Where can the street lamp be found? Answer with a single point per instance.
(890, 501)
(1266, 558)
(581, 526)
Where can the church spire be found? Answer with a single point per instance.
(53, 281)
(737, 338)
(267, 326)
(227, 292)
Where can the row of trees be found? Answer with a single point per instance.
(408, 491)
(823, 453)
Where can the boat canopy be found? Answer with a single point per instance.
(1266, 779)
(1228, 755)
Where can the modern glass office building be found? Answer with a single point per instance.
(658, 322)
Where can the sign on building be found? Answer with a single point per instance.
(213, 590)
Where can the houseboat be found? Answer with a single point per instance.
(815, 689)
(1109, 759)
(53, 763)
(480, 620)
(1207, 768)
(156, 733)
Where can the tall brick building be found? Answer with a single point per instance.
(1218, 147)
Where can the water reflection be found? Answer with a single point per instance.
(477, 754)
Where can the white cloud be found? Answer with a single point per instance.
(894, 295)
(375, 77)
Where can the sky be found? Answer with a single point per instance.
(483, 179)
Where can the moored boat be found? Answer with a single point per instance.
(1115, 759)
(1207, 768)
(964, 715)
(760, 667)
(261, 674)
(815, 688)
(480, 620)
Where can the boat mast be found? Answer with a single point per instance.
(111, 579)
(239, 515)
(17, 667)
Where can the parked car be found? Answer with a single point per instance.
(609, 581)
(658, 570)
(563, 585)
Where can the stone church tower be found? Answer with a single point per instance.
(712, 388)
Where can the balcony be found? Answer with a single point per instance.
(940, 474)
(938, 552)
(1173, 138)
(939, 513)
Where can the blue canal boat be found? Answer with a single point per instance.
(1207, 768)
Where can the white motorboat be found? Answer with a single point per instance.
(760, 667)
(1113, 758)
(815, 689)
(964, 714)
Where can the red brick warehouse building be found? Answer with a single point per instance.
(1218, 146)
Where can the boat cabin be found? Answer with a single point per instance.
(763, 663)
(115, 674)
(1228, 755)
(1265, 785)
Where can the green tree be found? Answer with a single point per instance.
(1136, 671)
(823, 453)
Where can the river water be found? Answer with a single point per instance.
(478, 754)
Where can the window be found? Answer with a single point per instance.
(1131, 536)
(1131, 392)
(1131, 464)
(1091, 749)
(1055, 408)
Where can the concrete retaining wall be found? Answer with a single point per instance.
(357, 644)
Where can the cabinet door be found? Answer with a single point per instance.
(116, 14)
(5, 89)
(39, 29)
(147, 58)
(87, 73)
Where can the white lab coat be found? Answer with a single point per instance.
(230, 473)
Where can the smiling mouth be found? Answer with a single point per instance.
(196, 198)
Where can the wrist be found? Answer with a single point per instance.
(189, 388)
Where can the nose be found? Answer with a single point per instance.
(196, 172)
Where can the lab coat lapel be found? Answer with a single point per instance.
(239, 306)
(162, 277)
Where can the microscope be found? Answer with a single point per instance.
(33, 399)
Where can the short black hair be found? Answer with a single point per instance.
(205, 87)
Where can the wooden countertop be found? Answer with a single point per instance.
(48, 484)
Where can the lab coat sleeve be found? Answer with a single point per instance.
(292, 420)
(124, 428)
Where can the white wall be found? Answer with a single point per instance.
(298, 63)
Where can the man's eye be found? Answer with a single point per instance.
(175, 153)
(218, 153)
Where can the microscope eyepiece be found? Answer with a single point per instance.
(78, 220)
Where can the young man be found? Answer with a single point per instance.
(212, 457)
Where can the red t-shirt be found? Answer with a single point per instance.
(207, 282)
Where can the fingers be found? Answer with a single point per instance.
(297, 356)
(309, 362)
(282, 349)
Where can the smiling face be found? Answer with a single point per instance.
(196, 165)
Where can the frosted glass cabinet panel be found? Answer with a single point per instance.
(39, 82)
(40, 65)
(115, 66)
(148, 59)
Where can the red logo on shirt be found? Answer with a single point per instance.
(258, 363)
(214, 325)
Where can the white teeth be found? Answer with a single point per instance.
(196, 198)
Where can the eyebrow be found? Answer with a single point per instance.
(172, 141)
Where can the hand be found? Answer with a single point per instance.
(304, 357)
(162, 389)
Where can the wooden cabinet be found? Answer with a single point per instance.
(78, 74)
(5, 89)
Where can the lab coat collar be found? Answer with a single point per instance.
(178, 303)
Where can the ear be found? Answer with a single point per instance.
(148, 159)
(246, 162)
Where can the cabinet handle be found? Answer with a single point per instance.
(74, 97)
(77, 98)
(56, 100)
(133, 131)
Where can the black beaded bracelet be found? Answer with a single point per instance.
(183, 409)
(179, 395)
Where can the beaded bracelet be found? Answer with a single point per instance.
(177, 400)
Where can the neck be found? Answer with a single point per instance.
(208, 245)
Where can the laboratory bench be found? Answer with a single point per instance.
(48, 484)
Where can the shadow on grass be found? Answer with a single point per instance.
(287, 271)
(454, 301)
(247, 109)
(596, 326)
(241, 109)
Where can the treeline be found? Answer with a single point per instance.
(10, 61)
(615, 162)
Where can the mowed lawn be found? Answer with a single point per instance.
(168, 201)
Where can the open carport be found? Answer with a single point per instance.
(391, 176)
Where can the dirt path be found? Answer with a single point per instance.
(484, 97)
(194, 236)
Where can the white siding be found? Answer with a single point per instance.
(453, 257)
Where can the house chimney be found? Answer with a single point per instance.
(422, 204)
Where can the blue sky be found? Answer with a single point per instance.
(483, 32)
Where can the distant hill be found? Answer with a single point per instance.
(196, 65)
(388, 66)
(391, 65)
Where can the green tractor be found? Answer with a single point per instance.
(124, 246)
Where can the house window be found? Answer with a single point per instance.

Exercise aim:
Which lines run from the one holding "Where can the distant" through the end of the data? Write them out exactly, ends included, and add nothing.

Written reply:
Where can the distant hill be found? Answer with a single point per instance.
(196, 65)
(388, 66)
(391, 65)
Where can the green tractor be found? Answer with a single point per instance.
(124, 246)
Where can the house window be found? Answer with a single point per instance.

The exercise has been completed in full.